#### RECORD EXCERPTS
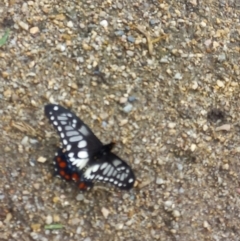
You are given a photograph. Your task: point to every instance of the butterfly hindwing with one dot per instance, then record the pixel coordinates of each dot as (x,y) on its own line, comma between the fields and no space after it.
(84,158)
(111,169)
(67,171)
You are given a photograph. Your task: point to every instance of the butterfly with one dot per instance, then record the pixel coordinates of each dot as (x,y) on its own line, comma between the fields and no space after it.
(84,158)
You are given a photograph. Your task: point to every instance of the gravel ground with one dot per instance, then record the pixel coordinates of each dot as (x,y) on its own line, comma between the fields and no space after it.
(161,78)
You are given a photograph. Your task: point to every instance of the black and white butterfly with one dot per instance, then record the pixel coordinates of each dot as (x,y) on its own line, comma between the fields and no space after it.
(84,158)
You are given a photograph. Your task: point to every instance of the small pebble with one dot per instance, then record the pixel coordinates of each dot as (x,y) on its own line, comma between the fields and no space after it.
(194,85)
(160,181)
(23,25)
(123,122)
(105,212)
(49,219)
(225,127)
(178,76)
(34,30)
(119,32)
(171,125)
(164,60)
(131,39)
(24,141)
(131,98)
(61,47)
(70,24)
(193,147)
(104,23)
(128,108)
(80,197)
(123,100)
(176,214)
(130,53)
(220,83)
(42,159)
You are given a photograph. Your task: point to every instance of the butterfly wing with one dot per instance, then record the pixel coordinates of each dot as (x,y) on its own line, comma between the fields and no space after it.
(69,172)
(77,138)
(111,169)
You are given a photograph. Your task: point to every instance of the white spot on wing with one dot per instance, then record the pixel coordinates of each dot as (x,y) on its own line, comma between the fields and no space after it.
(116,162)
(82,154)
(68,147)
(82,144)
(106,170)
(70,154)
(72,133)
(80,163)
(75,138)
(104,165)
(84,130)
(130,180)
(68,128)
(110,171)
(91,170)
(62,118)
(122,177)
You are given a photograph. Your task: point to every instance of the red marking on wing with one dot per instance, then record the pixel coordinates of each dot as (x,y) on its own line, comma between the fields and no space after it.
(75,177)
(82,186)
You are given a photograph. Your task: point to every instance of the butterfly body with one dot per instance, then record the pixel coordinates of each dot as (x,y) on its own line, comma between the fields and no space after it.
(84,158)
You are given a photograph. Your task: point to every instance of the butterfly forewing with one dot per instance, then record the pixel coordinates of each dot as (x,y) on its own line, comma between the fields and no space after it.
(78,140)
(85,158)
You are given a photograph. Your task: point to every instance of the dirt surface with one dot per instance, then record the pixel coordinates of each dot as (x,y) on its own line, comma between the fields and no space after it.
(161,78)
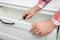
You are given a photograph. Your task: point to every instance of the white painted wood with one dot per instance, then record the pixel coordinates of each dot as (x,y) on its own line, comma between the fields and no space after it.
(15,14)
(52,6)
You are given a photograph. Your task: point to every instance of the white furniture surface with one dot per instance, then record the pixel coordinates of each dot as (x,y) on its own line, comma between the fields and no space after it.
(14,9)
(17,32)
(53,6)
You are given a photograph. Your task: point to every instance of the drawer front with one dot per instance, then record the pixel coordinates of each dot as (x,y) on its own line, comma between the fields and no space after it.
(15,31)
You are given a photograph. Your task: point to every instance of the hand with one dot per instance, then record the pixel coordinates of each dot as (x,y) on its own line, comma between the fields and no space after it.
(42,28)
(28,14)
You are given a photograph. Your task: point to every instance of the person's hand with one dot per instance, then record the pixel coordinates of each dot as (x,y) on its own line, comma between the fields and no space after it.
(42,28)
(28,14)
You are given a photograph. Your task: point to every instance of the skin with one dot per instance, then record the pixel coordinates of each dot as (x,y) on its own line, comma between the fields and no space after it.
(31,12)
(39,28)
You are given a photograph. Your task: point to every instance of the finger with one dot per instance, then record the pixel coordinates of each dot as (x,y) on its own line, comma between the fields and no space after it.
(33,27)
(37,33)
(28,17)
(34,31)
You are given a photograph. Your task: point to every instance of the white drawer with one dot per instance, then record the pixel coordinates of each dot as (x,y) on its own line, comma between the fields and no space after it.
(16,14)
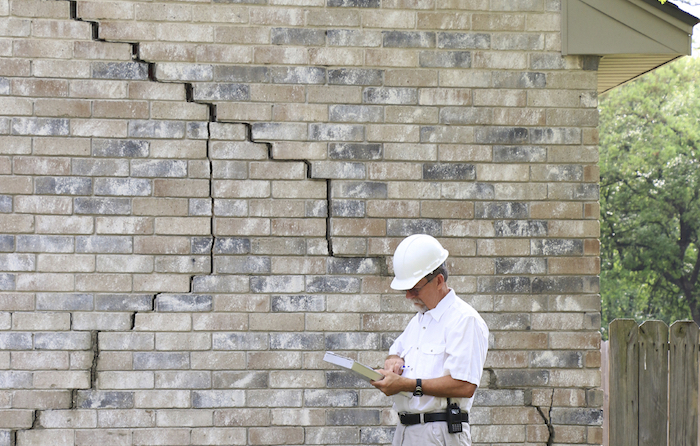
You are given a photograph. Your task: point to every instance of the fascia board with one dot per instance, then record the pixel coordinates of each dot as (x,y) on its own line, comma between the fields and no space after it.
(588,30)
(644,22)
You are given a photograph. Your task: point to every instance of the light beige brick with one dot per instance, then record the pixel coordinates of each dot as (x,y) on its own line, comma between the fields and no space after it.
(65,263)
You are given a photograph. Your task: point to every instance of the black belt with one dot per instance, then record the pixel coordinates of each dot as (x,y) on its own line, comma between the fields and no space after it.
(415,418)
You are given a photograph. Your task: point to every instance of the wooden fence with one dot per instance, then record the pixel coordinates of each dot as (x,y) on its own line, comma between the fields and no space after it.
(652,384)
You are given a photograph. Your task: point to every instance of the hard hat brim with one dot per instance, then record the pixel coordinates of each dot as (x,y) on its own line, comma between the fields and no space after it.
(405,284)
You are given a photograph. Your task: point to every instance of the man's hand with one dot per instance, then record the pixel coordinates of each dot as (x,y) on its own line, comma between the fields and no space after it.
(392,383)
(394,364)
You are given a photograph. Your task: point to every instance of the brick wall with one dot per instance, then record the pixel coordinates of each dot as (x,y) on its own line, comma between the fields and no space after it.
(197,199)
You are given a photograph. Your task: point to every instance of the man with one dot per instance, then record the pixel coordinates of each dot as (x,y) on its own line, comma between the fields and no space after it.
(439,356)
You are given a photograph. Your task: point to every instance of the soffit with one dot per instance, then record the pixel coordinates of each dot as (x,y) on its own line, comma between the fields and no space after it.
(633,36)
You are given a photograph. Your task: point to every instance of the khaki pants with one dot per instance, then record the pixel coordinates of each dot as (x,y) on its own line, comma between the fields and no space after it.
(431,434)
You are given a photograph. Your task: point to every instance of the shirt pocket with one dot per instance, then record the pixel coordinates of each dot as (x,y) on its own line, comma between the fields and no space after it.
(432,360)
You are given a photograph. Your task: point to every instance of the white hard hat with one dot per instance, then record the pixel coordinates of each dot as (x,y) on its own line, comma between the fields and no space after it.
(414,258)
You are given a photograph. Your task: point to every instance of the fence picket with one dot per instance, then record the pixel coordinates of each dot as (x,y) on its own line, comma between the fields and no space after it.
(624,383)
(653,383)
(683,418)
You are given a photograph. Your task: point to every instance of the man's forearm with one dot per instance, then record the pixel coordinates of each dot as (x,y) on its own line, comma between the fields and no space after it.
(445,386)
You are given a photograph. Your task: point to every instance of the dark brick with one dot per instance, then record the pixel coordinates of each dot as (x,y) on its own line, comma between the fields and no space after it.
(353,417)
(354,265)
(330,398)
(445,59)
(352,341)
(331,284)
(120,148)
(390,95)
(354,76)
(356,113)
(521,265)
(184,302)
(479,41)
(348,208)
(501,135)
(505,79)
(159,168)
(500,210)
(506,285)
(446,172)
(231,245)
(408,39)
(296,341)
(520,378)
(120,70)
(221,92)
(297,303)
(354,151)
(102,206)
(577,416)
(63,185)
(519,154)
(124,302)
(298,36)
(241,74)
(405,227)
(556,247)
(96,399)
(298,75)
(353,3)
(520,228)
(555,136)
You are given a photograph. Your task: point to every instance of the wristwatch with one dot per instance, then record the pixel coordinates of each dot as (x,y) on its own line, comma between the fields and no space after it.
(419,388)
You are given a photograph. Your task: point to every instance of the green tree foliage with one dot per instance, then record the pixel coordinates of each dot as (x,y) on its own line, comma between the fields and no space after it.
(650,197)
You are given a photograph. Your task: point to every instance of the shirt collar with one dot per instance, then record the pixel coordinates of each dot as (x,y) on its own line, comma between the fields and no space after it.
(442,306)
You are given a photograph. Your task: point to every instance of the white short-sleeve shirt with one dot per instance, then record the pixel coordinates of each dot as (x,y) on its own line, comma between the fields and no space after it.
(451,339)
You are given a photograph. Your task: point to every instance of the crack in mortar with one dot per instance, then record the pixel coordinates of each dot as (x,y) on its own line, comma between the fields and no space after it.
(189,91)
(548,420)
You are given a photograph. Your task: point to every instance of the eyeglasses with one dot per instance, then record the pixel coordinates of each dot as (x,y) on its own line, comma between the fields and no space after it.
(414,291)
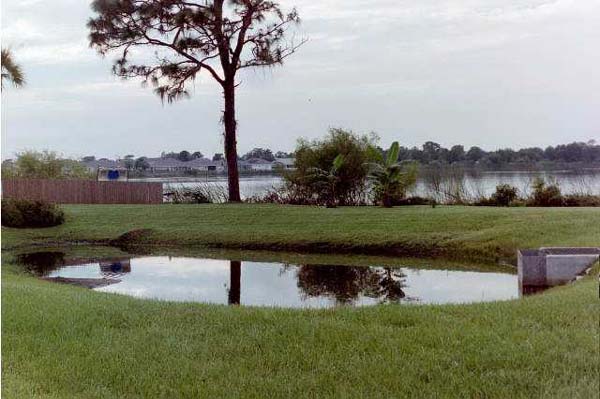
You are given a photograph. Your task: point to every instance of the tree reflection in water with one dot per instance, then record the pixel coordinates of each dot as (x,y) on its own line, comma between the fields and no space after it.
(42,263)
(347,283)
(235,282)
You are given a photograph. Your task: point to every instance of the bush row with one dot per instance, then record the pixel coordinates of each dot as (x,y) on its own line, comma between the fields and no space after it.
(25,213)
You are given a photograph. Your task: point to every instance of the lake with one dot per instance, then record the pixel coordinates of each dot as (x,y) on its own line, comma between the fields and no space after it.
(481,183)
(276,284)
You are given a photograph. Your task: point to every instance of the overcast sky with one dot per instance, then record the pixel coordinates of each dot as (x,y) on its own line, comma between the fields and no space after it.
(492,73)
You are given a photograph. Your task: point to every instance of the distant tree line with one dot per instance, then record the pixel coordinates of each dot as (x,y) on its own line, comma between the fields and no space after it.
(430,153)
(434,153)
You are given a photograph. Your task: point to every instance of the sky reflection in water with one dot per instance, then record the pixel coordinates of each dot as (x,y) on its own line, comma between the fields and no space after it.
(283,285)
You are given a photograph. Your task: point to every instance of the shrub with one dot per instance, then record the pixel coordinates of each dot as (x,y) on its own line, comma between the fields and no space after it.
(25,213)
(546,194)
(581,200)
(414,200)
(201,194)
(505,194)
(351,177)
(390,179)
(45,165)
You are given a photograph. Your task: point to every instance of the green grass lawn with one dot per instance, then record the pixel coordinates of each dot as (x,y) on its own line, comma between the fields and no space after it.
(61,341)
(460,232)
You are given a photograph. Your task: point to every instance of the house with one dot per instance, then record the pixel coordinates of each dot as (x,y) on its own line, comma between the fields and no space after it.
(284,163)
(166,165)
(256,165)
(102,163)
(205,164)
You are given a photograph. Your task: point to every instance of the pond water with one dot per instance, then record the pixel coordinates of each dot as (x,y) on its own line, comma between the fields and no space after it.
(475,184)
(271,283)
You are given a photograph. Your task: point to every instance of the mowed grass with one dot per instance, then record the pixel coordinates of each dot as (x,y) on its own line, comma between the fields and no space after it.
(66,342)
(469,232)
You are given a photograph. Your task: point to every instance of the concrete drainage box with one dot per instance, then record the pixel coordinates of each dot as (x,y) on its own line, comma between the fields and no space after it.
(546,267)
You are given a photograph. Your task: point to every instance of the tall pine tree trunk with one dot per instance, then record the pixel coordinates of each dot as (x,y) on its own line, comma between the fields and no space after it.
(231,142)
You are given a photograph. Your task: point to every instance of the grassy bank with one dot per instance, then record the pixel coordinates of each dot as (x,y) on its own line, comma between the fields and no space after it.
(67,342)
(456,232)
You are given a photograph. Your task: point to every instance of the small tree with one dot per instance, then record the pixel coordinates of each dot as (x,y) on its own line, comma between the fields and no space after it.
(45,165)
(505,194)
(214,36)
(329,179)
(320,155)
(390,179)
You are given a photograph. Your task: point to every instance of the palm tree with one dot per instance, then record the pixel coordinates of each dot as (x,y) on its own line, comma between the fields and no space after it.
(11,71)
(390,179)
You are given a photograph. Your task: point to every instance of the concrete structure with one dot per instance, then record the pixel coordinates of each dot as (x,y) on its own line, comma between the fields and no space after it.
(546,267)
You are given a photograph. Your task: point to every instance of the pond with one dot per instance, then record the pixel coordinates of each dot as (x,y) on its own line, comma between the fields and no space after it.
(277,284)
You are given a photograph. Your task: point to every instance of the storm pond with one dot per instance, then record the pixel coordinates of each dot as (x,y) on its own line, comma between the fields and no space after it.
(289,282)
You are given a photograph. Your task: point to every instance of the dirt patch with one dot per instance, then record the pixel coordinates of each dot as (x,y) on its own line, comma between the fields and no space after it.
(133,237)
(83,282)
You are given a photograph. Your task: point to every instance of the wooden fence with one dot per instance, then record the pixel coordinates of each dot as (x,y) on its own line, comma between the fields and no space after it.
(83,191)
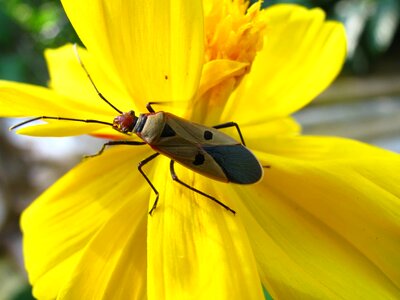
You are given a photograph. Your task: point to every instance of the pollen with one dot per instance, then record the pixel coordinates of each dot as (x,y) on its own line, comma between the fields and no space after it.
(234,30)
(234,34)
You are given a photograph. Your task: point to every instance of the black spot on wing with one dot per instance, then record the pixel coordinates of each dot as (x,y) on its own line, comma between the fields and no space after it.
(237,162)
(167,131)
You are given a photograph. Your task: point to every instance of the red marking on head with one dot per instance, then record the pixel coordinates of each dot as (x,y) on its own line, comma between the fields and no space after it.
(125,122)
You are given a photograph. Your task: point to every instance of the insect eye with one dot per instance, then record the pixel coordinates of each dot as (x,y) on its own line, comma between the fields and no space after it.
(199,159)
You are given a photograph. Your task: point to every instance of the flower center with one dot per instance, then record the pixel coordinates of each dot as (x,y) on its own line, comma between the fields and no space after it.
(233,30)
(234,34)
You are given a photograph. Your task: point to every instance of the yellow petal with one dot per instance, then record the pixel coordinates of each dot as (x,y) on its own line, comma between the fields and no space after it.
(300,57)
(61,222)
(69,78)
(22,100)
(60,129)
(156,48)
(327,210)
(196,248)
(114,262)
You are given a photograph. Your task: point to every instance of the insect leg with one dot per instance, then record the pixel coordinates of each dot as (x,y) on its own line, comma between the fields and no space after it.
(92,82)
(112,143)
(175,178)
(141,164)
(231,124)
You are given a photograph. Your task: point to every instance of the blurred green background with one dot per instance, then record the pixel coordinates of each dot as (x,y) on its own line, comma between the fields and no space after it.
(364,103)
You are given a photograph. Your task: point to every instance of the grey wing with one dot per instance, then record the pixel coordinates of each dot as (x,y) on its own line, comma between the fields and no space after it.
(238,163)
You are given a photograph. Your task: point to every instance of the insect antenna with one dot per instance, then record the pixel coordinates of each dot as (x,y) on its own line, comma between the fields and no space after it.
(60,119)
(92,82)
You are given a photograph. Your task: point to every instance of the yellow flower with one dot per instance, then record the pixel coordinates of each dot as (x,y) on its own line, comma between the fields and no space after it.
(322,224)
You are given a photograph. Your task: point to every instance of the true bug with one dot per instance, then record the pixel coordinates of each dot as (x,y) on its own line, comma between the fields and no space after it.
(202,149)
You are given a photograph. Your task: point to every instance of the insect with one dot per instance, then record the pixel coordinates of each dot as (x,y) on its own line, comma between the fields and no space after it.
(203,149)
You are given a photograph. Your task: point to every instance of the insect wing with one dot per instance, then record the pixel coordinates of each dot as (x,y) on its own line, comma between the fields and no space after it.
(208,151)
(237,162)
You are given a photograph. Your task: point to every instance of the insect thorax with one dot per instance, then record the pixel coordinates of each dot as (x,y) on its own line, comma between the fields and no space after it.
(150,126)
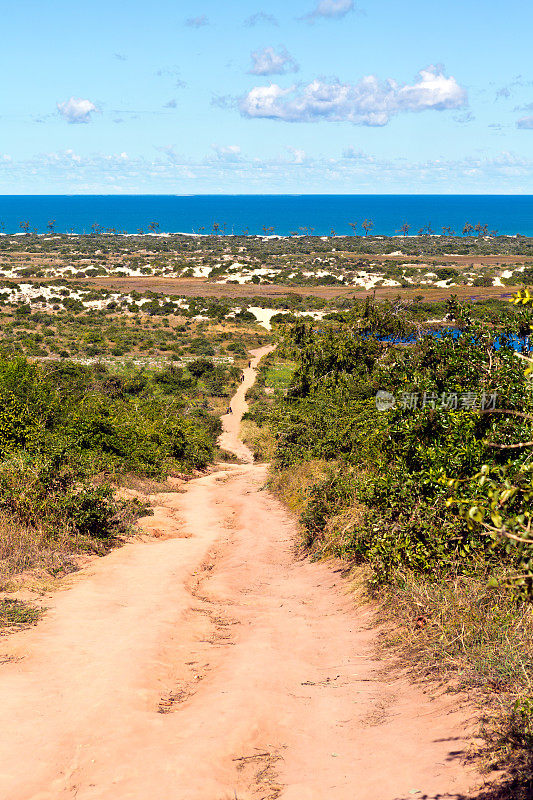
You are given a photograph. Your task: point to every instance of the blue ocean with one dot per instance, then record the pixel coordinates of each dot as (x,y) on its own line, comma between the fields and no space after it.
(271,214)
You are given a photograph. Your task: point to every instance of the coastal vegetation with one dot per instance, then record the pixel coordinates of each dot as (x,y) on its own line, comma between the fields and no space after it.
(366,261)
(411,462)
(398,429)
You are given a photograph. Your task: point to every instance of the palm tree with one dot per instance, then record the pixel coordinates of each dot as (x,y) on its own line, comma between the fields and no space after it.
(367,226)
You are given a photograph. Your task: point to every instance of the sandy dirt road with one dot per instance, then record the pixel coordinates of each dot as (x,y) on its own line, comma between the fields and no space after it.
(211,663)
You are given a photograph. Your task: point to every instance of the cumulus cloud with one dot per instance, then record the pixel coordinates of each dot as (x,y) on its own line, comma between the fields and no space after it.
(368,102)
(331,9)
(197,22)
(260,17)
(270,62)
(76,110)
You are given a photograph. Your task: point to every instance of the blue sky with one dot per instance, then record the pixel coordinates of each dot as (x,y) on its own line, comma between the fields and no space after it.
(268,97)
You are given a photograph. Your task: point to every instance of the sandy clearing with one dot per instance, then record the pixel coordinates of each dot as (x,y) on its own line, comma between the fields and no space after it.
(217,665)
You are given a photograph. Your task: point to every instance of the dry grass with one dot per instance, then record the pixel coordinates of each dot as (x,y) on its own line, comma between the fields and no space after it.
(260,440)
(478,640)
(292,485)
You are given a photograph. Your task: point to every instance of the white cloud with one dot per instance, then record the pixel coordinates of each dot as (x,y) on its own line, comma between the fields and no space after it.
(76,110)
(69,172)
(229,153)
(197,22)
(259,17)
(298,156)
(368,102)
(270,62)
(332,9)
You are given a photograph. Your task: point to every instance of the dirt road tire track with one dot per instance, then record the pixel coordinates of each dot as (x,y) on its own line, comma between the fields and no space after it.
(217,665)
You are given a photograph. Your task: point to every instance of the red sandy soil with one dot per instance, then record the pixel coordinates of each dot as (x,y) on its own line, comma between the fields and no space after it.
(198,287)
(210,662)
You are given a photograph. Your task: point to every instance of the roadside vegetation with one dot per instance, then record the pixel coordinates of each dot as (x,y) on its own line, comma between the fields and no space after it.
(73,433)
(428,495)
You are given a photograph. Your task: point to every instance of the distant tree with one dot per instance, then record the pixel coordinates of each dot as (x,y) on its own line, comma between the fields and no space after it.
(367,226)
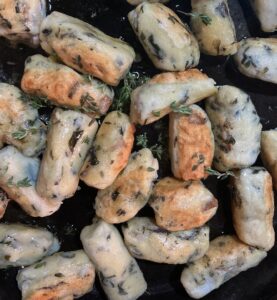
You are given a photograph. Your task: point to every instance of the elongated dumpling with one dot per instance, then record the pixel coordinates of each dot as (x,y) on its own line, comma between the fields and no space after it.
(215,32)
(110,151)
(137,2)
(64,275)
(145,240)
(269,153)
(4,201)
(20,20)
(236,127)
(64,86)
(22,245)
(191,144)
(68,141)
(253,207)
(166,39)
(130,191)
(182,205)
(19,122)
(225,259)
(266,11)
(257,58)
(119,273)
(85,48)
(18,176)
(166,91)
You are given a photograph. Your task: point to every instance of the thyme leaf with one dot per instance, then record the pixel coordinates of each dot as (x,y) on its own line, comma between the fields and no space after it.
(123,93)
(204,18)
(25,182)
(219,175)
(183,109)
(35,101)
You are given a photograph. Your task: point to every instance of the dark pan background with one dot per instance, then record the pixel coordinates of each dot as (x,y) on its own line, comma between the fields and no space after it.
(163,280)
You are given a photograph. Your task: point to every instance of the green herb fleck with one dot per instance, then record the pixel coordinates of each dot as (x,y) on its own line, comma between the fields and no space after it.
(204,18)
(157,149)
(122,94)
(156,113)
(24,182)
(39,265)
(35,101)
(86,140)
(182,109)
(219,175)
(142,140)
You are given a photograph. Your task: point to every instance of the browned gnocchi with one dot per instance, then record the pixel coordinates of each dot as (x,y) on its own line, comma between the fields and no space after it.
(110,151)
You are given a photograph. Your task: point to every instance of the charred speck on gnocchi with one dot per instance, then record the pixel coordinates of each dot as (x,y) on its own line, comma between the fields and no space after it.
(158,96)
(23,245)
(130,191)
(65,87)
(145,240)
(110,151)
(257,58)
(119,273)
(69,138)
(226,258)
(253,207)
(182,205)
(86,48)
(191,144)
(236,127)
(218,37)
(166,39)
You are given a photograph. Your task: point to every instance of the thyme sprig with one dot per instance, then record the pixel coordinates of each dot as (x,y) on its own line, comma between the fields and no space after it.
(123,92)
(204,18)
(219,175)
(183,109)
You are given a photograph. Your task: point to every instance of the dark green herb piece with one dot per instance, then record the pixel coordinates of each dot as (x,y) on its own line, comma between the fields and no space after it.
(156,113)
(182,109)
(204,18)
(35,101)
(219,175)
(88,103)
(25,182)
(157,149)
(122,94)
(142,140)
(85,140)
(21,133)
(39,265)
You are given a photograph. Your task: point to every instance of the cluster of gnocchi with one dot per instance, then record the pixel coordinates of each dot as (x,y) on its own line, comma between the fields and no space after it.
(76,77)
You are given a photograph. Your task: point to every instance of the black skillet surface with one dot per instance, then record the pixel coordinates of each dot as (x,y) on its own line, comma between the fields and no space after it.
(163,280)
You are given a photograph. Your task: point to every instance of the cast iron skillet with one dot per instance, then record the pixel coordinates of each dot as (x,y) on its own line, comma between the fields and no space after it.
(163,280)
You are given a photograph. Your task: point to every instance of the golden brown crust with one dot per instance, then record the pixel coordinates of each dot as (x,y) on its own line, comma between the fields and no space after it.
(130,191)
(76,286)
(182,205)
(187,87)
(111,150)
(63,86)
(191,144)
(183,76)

#### WRITTEN PROBLEM
Repeat word for word every line from the one that holds "the dark green" to the end. Both ends count.

#### SOLUTION
You are given a photograph. Your task: point to every instance of the dark green herb piece with one dot per instance, then record the pixel coordinates of each dot as (x,y) on its own line, comma between the fields and no space after it.
(156,113)
(182,109)
(204,18)
(35,101)
(219,175)
(88,103)
(25,182)
(157,149)
(122,94)
(142,140)
(85,140)
(21,133)
(39,265)
You are given a photograph. Your task: point to every instance of the cluster of gnocchi with one dot per instance, then record the pixel coordinates of each dot as (x,y) on its own line, comma between the fields and no space after it.
(76,77)
You are given a photograph. Your task: point to every instance of the black skillet surface with one dot per instance, then record the pixel coordinates of each dot as (x,y) on its own line, comma between the fields and no space after it.
(163,280)
You are given a photograph. Your task: point to every instance of the cast iron skillet with one dot per instance, then record the pixel coordinates of each dot as (x,y) on its own line, comma between the fields and no space after it.
(163,280)
You are given a photograph. Your task: point to every instance of the golden brown crust with one dot per instance, then record the pixel coordinates of each dot as (x,y) on its own line, comma between the fields and no space after it.
(130,191)
(76,286)
(182,205)
(187,87)
(111,150)
(63,86)
(191,144)
(183,76)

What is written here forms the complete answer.